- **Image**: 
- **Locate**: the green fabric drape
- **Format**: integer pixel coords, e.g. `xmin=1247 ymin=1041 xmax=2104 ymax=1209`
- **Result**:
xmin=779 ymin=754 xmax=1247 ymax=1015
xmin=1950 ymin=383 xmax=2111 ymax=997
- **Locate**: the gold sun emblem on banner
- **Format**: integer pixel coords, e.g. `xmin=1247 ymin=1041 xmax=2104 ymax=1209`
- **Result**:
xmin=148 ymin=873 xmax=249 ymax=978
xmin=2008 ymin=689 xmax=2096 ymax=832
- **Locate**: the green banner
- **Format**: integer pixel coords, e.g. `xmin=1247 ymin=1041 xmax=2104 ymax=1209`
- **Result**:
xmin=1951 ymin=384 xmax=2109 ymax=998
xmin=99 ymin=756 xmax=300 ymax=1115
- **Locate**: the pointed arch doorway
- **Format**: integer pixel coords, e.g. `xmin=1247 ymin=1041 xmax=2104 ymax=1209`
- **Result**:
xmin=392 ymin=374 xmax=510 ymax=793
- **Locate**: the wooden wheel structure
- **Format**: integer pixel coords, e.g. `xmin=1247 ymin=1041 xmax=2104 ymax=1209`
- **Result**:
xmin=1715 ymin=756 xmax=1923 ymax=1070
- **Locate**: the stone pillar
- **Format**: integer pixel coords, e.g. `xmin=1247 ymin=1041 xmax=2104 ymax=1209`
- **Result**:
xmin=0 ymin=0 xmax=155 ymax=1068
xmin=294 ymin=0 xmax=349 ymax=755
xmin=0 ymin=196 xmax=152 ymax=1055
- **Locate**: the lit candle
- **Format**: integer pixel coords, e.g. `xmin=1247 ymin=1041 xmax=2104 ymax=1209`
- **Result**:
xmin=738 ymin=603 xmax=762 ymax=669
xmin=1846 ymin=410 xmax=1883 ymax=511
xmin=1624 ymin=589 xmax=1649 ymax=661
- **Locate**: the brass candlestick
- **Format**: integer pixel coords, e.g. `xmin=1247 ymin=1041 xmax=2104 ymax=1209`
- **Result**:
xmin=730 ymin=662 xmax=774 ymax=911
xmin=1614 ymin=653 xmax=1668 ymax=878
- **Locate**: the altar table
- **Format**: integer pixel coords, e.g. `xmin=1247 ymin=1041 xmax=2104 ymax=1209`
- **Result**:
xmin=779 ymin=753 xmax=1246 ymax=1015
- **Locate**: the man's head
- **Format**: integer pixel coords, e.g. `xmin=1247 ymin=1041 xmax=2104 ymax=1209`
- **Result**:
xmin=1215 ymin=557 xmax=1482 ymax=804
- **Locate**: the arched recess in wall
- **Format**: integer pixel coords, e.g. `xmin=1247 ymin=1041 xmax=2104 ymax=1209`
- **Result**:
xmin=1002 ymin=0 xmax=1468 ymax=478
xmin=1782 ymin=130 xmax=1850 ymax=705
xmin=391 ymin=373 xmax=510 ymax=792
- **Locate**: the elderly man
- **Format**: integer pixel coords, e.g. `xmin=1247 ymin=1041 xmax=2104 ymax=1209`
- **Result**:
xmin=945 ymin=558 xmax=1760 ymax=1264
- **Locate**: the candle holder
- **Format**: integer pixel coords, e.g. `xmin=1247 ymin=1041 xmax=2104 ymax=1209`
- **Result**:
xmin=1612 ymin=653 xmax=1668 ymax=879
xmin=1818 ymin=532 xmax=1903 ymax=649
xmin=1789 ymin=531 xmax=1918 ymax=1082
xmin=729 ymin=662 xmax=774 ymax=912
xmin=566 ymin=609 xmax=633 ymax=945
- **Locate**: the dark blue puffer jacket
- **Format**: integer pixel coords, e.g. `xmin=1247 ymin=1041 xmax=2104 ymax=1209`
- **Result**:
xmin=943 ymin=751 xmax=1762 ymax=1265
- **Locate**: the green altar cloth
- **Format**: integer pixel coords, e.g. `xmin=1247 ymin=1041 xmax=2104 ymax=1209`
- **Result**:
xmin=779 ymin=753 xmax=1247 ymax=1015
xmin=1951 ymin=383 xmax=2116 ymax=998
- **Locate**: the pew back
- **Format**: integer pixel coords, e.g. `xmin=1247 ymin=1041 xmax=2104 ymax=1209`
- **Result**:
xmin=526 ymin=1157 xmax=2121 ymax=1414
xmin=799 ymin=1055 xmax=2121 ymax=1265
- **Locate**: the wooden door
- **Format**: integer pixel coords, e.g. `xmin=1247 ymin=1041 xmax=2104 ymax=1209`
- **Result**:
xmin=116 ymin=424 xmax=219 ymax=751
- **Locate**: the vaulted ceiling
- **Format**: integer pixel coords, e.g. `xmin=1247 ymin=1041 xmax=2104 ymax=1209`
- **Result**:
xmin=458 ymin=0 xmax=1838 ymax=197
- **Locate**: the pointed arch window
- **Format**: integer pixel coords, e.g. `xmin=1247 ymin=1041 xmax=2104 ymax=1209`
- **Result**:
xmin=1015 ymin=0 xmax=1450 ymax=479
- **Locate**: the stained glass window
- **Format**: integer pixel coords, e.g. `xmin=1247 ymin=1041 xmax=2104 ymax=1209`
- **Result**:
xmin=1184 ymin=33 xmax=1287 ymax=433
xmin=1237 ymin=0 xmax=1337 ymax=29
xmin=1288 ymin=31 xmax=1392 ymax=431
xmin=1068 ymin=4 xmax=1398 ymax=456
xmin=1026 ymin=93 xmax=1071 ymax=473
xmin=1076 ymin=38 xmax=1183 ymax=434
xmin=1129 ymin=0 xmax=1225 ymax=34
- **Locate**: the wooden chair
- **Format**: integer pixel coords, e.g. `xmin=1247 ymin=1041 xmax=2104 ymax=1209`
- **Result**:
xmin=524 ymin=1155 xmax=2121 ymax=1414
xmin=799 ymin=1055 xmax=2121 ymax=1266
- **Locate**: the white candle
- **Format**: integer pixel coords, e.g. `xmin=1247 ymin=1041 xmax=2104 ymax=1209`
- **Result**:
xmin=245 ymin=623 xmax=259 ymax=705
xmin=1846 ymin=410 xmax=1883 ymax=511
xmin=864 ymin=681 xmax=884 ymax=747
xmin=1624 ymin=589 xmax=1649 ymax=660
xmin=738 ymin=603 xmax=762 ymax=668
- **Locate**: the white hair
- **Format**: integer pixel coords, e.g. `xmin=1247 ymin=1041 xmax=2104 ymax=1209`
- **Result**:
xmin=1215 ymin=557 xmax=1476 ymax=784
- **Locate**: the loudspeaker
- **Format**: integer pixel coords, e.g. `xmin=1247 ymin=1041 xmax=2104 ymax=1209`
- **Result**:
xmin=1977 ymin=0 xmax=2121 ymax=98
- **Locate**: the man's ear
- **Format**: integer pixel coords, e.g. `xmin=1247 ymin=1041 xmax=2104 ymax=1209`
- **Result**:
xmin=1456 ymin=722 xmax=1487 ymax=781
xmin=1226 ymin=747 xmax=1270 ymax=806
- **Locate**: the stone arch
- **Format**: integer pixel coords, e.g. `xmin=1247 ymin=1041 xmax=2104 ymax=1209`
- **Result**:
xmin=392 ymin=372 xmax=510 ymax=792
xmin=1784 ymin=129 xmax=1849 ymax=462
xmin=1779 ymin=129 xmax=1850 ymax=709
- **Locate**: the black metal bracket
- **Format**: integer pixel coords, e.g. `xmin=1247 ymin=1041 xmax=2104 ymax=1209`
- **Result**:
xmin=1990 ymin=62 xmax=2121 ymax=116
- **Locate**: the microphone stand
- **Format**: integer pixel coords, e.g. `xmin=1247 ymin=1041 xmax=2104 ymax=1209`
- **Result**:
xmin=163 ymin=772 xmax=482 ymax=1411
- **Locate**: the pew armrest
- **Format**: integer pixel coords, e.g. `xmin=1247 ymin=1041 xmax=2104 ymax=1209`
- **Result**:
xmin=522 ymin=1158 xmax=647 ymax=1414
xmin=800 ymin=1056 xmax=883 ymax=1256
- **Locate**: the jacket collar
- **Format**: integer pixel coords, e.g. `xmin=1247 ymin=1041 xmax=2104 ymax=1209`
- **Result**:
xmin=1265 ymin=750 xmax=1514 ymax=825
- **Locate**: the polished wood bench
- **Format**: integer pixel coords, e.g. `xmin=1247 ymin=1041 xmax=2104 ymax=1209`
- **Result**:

* * *

Count each line of the material that includes "white", and reply with only the count.

2